### RECORD EXTRACTS
==============================

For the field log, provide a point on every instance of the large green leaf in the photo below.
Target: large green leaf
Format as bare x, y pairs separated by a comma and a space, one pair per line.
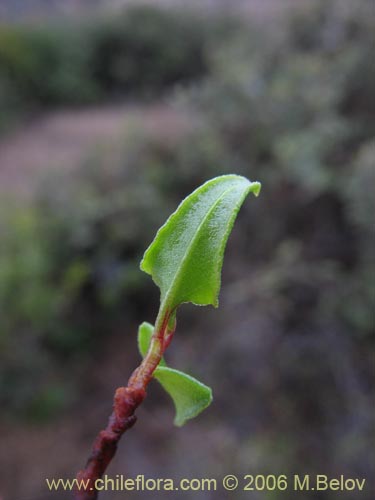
190, 396
186, 256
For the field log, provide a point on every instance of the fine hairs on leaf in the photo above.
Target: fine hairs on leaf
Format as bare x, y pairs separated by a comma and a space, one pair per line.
184, 261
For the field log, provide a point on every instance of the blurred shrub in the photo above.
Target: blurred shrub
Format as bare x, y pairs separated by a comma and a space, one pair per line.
137, 53
280, 110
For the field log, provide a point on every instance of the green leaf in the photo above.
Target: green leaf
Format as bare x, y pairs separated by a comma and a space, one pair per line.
186, 256
190, 396
145, 332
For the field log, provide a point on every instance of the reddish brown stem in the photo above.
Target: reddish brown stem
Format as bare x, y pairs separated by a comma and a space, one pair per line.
126, 401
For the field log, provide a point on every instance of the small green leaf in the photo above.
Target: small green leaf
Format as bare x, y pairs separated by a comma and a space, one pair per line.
190, 396
186, 256
145, 331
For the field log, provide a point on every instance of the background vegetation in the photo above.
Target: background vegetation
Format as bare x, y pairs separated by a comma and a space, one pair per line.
290, 354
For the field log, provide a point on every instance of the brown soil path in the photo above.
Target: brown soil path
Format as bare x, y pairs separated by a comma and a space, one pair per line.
63, 139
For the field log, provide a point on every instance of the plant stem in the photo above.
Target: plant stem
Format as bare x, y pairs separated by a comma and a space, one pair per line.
126, 401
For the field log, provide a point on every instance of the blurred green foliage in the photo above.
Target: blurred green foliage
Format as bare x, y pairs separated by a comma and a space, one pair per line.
293, 110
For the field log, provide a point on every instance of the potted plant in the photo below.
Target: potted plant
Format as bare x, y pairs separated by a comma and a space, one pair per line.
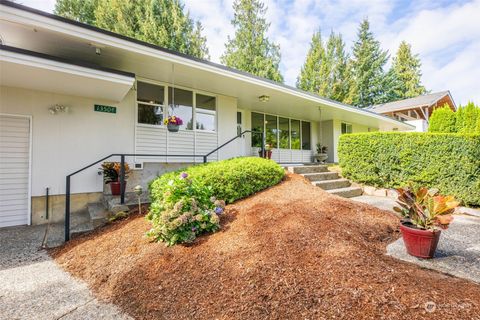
321, 155
425, 213
173, 123
111, 174
267, 154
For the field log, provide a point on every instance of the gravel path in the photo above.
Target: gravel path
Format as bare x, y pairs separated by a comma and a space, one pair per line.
458, 252
32, 286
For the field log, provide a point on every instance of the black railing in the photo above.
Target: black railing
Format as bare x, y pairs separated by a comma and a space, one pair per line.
122, 171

==============================

### PROBLEM STATEMENT
Which lines of the data hold the string "above"? Return each of them.

### RESULT BELOW
For the field log, provide a point on every instance of the fine hairs on leaf in the photo above.
For the field log, provide a point on every instance of the blurred shrub in the photo above.
For the field log, provide a point on every instance of the green leaf in the photo above.
For the field log, provide a point on every instance of the reddish brown stem in the photo above.
For the field log, provide a point on every instance of the small green leaf in the photo above.
For the field log, provide a point on every instance of the background vegetation in the photo above.
For the field log, provide a point on every instance of the brown soil path in the photo above.
For the field log, provide a point on every instance of the plant stem in the photo above.
For the field log, provide a point on every instance of the blurred green foliage in the photo above.
For the field log, provide a point on every instance of the gravel path in the photo above.
For the field log, provide a point on every instance of the black railing in the photo above.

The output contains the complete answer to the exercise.